EXERCISE TASKS:
(a) Copy the passage of the interview excerpt between "Katharine Coldiron's work" and "of The Collagist.", inclusive.
(b) According to the interview excerpt, at which university did Katharine Coldiron earn her M.A. in creative writing?

[START PAGE EXCERPT]

Katharine Coldiron's work has appeared in Ms., The Rumpus, Brevity, The Offing, and elsewhere. She earned a B.A. in film studies & philosophy from Mount Holyoke College and an M.A. in creative writing from California State University, Northridge. She has read many, many books. Born in the American South to a professor of poetry and translation and a U.S. Navy captain, and raised along the East Coast, she now lives where she belongs, in Los Angeles. She blogs at the Fictator.

Her essay, "Carry Me to Heaven," appeared in Issue Ninety-One of The Collagist.

Here, Katharine Coldiron talks with interviewer William Hoffacker about creating collages, female power, and books she hates.

I’d like to break down your process of creating this literary collage into a few questions. First of all, how did you choose the three texts that you pulled language from? What connected these works to one another in your mind?

The simplest answer is that all three of these texts are about female power.

“Ride of the Valkyries” was co-opted definitively by Francis Ford Coppola to depict masculine warmongering in Apocalypse Now. While I can’t really argue with the effectiveness of that combination, it didn’t strike me until well into adulthood, after I’d heard that song dozens of times and seen the entire Ring cycle, that the song is really about the Valkyries, their strength, their joy. A translation into English, and particularly seeing the lines out of context of the famous melody, makes the truth a bit clearer.

[END PAGE EXCERPT]
[START RECORDS PROVIDED]

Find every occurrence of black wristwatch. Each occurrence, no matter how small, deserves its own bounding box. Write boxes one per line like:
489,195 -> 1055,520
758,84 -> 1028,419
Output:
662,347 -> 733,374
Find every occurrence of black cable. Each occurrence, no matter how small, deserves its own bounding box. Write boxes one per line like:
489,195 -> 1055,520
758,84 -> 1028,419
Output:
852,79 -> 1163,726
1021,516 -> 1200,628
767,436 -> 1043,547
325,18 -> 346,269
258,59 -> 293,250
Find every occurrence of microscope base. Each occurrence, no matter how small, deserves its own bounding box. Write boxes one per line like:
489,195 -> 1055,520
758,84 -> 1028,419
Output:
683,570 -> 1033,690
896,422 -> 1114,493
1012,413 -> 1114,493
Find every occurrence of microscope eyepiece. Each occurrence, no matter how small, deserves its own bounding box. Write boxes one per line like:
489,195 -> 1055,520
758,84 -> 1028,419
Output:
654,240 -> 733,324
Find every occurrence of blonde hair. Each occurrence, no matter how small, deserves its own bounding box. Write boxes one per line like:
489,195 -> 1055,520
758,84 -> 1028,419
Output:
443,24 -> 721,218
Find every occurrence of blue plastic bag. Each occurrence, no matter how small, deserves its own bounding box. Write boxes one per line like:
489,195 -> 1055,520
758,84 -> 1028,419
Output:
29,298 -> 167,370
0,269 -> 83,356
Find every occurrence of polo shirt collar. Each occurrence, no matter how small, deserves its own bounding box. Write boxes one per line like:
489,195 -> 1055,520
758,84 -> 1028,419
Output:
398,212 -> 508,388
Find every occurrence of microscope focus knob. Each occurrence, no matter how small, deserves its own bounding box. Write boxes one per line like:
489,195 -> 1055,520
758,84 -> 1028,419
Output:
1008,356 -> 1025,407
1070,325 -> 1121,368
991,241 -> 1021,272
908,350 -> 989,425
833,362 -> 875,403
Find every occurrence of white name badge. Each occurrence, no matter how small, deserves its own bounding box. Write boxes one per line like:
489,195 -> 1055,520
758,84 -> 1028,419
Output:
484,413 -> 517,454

[END RECORDS PROVIDED]
[START RECORDS PROVIDED]

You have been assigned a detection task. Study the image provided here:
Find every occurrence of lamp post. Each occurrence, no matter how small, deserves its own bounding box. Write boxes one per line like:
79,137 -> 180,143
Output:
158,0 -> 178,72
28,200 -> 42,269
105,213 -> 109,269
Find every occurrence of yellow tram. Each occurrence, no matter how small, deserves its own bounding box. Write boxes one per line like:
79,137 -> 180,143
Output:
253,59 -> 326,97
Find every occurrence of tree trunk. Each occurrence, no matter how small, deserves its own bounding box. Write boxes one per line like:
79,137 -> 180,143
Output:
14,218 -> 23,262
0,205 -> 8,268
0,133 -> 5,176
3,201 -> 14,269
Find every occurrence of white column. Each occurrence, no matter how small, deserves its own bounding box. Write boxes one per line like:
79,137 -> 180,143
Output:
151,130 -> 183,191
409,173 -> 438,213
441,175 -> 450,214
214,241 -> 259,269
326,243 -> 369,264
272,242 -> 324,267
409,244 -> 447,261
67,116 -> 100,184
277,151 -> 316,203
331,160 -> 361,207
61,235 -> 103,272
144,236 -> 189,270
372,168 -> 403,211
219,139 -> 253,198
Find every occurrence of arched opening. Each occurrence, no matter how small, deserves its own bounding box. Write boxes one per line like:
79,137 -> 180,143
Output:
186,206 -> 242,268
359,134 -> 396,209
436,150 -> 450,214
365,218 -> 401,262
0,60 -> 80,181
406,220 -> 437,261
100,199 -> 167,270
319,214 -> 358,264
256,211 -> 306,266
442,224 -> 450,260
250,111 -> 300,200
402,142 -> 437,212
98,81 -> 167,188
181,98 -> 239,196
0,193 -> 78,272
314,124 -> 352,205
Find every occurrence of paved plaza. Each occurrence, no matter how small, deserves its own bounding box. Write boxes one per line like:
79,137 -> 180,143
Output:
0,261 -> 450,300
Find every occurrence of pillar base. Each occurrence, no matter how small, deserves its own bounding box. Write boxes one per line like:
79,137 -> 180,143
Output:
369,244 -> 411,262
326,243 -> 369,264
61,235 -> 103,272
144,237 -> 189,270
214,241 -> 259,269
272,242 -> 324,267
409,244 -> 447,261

[END RECORDS PROVIDED]
[START RECORDS PROVIDED]

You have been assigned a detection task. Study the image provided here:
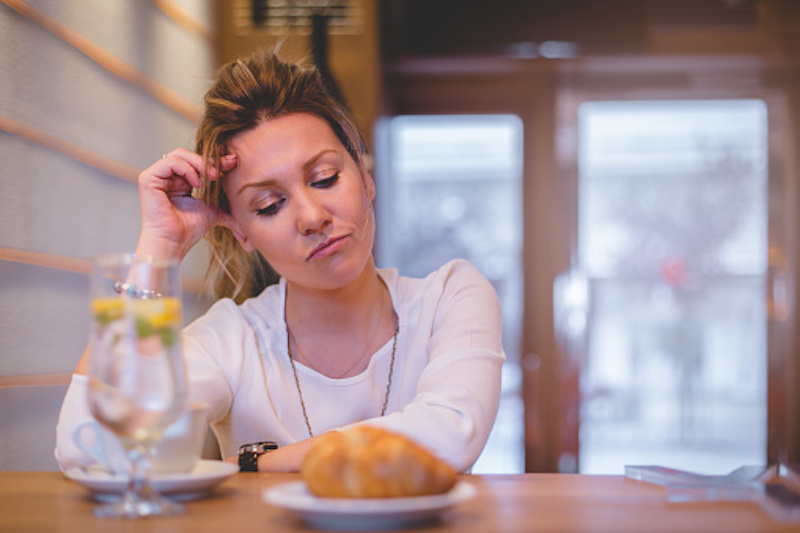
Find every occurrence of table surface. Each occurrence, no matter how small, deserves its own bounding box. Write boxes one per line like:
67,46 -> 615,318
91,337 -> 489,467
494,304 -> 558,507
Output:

[END RECORDS PROVIDED]

RESULTS FOR EACH TASK:
(a)
Katharine Coldiron's work has appeared in Ms., The Rumpus, Brevity, The Offing, and elsewhere. She earned a B.A. in film studies & philosophy from Mount Holyoke College and an M.A. in creative writing from California State University, Northridge. She has read many, many books. Born in the American South to a professor of poetry and translation and a U.S. Navy captain, and raised along the East Coast, she now lives where she belongs, in Los Angeles. She blogs at the Fictator.

Her essay, "Carry Me to Heaven," appeared in Issue Ninety-One of The Collagist.

(b) California State University, Northridge.